Dataset excerpts
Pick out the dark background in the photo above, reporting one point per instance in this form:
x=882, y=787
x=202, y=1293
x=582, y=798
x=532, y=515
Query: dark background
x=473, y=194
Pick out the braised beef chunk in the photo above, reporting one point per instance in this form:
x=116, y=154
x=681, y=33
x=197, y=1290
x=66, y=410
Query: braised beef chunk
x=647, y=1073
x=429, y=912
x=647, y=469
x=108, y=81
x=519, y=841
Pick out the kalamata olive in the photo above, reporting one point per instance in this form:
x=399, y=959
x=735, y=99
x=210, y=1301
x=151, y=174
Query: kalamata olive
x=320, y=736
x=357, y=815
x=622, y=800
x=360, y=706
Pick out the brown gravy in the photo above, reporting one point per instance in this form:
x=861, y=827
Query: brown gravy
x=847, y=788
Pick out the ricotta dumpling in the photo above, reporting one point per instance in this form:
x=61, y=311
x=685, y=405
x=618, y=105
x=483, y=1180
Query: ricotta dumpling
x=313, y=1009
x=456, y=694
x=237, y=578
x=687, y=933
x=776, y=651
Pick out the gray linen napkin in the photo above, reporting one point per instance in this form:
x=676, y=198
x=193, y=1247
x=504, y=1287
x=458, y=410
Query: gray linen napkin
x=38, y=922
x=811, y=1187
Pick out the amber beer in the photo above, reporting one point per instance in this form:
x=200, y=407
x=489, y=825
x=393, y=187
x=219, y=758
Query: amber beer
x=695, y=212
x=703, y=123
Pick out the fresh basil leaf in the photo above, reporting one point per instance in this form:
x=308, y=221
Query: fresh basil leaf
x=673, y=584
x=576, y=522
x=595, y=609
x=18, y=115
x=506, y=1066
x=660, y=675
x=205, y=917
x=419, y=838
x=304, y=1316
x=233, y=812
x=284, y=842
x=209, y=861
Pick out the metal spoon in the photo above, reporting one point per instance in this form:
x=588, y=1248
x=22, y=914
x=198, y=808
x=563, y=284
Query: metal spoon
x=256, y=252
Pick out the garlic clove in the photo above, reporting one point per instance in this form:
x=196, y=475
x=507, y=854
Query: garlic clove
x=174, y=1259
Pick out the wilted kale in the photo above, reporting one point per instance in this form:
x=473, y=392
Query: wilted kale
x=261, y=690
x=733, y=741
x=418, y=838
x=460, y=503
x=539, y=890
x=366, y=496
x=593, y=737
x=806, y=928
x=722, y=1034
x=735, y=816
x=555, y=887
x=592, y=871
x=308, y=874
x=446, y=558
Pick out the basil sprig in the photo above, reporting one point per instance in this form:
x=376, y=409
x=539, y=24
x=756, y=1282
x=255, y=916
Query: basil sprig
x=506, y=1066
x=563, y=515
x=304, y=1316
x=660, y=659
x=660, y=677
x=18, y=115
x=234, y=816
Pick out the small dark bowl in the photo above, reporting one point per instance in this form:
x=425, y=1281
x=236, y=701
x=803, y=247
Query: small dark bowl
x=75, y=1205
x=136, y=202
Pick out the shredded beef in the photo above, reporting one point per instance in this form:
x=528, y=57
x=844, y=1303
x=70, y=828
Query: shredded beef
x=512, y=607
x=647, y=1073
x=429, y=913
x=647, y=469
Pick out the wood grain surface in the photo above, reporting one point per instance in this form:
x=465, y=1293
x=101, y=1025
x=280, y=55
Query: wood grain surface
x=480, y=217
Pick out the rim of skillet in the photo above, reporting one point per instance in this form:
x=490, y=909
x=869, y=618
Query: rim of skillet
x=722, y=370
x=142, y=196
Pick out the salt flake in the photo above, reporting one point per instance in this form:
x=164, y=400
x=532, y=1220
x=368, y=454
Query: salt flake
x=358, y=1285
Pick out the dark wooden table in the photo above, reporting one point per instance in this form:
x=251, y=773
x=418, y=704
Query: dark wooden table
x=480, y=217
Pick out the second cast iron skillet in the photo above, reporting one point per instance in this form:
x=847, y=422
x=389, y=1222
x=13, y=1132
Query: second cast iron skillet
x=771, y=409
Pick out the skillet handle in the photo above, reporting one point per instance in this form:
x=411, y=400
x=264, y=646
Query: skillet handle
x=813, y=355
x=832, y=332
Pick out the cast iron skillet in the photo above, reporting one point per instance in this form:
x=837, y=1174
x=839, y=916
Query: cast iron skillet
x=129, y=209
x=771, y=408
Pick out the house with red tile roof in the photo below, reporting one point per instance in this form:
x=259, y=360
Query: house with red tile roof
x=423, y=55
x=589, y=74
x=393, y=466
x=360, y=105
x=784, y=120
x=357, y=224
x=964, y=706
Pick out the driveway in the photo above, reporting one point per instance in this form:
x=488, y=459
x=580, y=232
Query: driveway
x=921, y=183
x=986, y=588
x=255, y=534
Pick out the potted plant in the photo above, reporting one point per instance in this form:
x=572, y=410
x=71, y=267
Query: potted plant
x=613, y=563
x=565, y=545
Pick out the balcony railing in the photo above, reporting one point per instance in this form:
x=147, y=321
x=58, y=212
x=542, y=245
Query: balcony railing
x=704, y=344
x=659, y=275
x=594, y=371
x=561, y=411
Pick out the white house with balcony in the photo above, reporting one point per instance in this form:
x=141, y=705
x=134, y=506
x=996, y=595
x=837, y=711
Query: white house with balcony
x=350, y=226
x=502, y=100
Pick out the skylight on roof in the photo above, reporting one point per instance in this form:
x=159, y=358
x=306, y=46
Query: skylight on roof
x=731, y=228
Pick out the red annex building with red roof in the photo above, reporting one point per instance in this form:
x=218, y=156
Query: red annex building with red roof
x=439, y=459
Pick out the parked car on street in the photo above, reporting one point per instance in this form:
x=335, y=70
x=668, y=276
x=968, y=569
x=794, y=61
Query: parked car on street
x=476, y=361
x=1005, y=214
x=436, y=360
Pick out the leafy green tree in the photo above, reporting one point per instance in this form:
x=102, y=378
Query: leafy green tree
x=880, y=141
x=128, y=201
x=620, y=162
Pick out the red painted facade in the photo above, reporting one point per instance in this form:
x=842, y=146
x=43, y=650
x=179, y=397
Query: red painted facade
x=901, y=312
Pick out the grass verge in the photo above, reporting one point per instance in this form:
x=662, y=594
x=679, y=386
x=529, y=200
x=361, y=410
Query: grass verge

Problem to work on
Starting at the line that has "Pick out the small" in the records above, restate word for word every line until the one that has "x=528, y=57", and include that one as well.

Solution to the problem
Pick out the small dark bowl in the photo above, reporting one point per instance in this form:
x=425, y=1281
x=236, y=701
x=803, y=247
Query: small dark bowl
x=75, y=1205
x=136, y=202
Pick out the shredded beef in the photo above, reporting one point per instance in this form:
x=528, y=57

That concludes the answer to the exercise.